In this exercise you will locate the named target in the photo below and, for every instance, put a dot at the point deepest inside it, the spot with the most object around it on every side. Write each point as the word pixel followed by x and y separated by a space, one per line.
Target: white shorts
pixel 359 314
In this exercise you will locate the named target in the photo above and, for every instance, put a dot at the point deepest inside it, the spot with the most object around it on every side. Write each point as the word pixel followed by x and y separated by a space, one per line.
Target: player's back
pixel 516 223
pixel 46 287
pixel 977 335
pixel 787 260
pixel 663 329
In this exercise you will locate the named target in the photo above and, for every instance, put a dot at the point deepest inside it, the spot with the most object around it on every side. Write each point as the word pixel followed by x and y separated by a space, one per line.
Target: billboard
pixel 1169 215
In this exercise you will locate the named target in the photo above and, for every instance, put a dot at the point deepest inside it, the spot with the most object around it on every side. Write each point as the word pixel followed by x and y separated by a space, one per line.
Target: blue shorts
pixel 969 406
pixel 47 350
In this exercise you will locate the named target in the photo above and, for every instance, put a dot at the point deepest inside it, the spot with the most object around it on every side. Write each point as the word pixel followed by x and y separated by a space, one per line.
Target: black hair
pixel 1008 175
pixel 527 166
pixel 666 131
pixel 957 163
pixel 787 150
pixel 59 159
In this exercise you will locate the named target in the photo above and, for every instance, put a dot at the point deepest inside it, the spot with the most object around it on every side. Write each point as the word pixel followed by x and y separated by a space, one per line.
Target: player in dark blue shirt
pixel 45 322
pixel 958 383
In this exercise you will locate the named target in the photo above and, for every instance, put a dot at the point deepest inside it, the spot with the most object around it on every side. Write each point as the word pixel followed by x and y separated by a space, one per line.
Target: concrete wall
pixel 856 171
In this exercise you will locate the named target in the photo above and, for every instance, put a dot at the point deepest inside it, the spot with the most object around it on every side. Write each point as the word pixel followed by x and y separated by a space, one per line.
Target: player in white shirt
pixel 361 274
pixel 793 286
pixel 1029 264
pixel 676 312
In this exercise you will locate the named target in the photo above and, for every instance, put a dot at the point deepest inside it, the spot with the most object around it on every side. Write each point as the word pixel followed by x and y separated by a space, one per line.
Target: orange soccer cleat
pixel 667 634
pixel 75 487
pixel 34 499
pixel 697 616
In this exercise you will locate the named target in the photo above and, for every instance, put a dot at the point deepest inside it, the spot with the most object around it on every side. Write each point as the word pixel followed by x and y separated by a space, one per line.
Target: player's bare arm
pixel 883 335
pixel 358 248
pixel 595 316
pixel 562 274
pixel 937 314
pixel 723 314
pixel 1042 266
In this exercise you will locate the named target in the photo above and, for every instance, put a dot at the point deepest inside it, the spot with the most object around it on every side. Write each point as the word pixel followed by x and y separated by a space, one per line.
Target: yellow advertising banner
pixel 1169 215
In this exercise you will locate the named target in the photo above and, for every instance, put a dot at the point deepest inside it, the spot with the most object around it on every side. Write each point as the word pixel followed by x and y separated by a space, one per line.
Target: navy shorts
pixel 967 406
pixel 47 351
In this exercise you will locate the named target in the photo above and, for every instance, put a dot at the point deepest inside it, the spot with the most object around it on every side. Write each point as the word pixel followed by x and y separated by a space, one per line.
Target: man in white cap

EXERCISE GOAL -> Reproduce all entries exactly, leaving each one whole.

TASK OUTPUT ->
In this exercise you will locate the named target in the photo below and, for every instance, put a dot at the point deepest inside it, the spot with the most object around it on every side. Write each point as the word pixel followed by x and y separated by a space, one per line.
Target: white shorts
pixel 359 314
In this exercise you will locate the named target in the photo above and, for every instance, put a dot at the point deepest inside it, the spot with the most object around it on every side. Write each point as the word pixel followed by x and y separated by a space, one per line.
Target: player's back
pixel 516 223
pixel 46 287
pixel 977 335
pixel 787 260
pixel 663 329
In this exercise you will locate the named target in the photo above and, for every instance, put a dot at the point deepest inside it, the spot with the most object around it on every side. Write each point as the word pixel followed by x and y separated by a space, one per line.
Target: billboard
pixel 1169 215
In this exercise you will locate the named target in the photo above and, for every instance, put a dot at the point deepest inside it, the spot with the most object around it on every side. Write each point as the word pixel followed by x and y separated by a space, one per line.
Target: blue shorts
pixel 969 406
pixel 47 350
In this exercise you will locate the named target in the photo above and, for every instance, put a dot at the point deepest inside it, the spot with the most object around it on every side. Write each point as the word pixel followed by x and y separated by a space, one per line.
Target: black hair
pixel 1008 175
pixel 527 166
pixel 666 131
pixel 957 163
pixel 787 150
pixel 59 159
In this exercise you will locate the named target in the photo above and, for every instance, put a dot at the point deepest inside it, the spot with the most object around it on every side. Write each point as the word pixel followed by x and y separated by a space, one per line.
Target: player in dark blue shirt
pixel 45 322
pixel 958 383
In this exercise you will locate the named target in the photo above and, for every instance, put a dot at the point deepest inside it, the spot with the most object around it on every side. Write each point as the word pixel followed by x and y separated by a space, one per line.
Target: concrete wall
pixel 856 171
In this exercise you will locate the named target in the photo above and, for every instance, put a dot at the point deepest inside it, the spot with the most object around it on every side. Write each point as the word pixel followed by x and y separated by a space, one per line.
Target: player in white shirt
pixel 361 274
pixel 793 286
pixel 1029 264
pixel 676 312
In this exercise you will locate the named target in the photo above and, for every instance, put a dot at the point deepest inside it, the spot with the most object around it on every side. Write each point as the word pixel followed by x and y separated by a space, one per line.
Target: orange soccer cleat
pixel 667 634
pixel 75 487
pixel 34 499
pixel 697 616
In this exercise you will locate the named target in the photo above and, for every instance, put a dot at the point deepest inside it, the spot with the most object around it on every side. Write each point as the word pixel followed by x and y separated by a space, one per line.
Target: player's bare arm
pixel 883 335
pixel 358 248
pixel 595 316
pixel 562 274
pixel 937 314
pixel 723 314
pixel 1042 266
In this exercise you will locate the named target in the photo above and, for every instance, put a dot at the point deepest inside it, the spot with the most object around it on every side. Write each point as the word pixel followed by x and y separated by a space, one per line.
Target: yellow advertising banner
pixel 1169 215
In this exercise you will locate the named target in the photo above and, for every instance, put a dot at the point deepest inside it, the spot with the most object around it on every side. Write each point as the word pixel followed by x and y separated by a space, one per line.
Target: navy shorts
pixel 967 406
pixel 47 351
In this exercise you will locate the named target in the photo above and, for every instance, put a dot at the point deepest inside it, the spot with the most object around it on every side. Write each point as the word pixel followed by x and y separated by a space, one per line.
Target: man in white cap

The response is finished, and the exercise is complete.